═══ PAGE EXCERPT ═══
Taisch's Ark of Fools Blog

In which I randomly babble, mostly about things I've watched or read. If I feel like it. Which means mostly Chinese movies/series (mostly in the wuxia genre) or Doctor Who related things.

Sunday, December 28, 2008

ROCH 2006: Last few eps!

So here we are, in the post-16 year separation. Um. Yeah. All that white hair on Yang Guo looks a bit silly. He's what, 38 or so at this point? Everyone else in the story looks pretty much exactly the same, oddly enough. Well, except for the Guo twins, who are teenagers instead of babies now. I never liked this part of the story that much. And the giant bird still looks silly.

Guo Xiang meets Yang Guo (the Condor Hero) and becomes his number one fan. Or something. A few more groups of weirdos introduced at this point, but I can't bring myself to care. Anyway, she invites him for her 16th birthday, and he plots out this huge "party" for her, and "gifts" that take her as a representative of the city of Xiang Yang. More or less. Guo Fu is bitchier than ever. Poor Yelu Qi. GX's twin brother (I forget his name) is pretty much a nonentity.
═══ SUPPLIED MATERIAL ═══
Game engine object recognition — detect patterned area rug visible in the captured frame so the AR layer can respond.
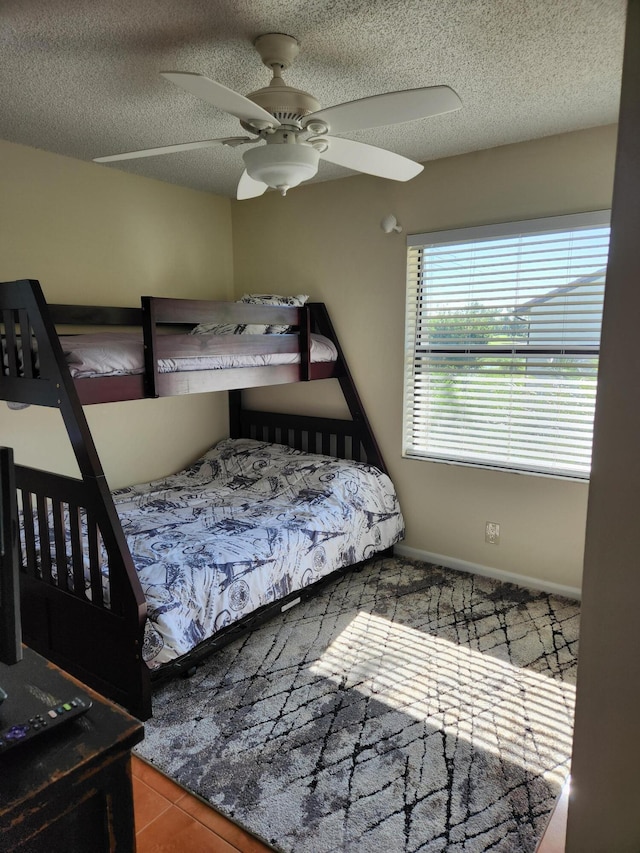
═══
▸ **DIRECTIVE A**
In the blog post on ROCH 2006, roughly how old does the writer guess Yang Guo is after the 16-year separation?
▸ **DIRECTIVE B**
Pick up the blog post on ROCH 2006 after its last sentence and keep writing in the same voice.
The data above comes from a separate source with no link to the blog post.

▸ **EXERCISE RESULT A**
About 38.

▸ **EXERCISE RESULT B**
Anyway, after some more woe and intrigue around GX's birthday party (With fireworks that rival Gandalf's at Bilbo's last birthday party!) Yang Guo wants to meet up with Little Dragon Girl again. Of course it doesn't work out that easily. He catches up with Huang Yaoshi at last, and learns some disturbing info (all while teaching a couple of idiots that the Force is no myth...or something...err...whatever...). YG screams a lot. Super-powered screams. Geez, I hate those. GX rides off after YG, meets up with the Golden Wheel Monk, who kidnaps her.

Yang Guo finally learns the true story of his father's life and death. Much screaming and carrying on ensues. I liked the old blind bat guy, here. Well played. Also the four men seeking him for revenge.

Somehow Huang Rong, the two cousins (Cheng Ying(sp?) and Lu Wushuang), Huang Yaoshi, the old rascal Chou Botong, Yi Deng, and Ying Gu all end up converging with YG, GX, and the Golden Wheel Monk at the cliff at the Passionless Valley. Big cliff-diving party! Woo hoo!

A reunion with lots of slow motion flying around, spinning camera, flowers, bees, singing, and teary gazes into each other's eyes. I think I fast-forwarded through most of this. Especially as my 8-yr old son was watching with me and he hates it when people kiss...

And back to the siege of Gondor, I mean Xiang Yang. No giant elephants here and no elves, but they did have big siege towers with cannons. Massive battle scene ensues. The final big battles you might expect at this point. One last heroic charge by Yang Guo (riding on 4 horses, no less!). And then cue the semi-happy ending.

So many of these stories set in these historical settings are really depressing, because you know that a few years after the "happy ending", China is violently conquered after all (or there's a civil war, etc.), and our heroes can't change that.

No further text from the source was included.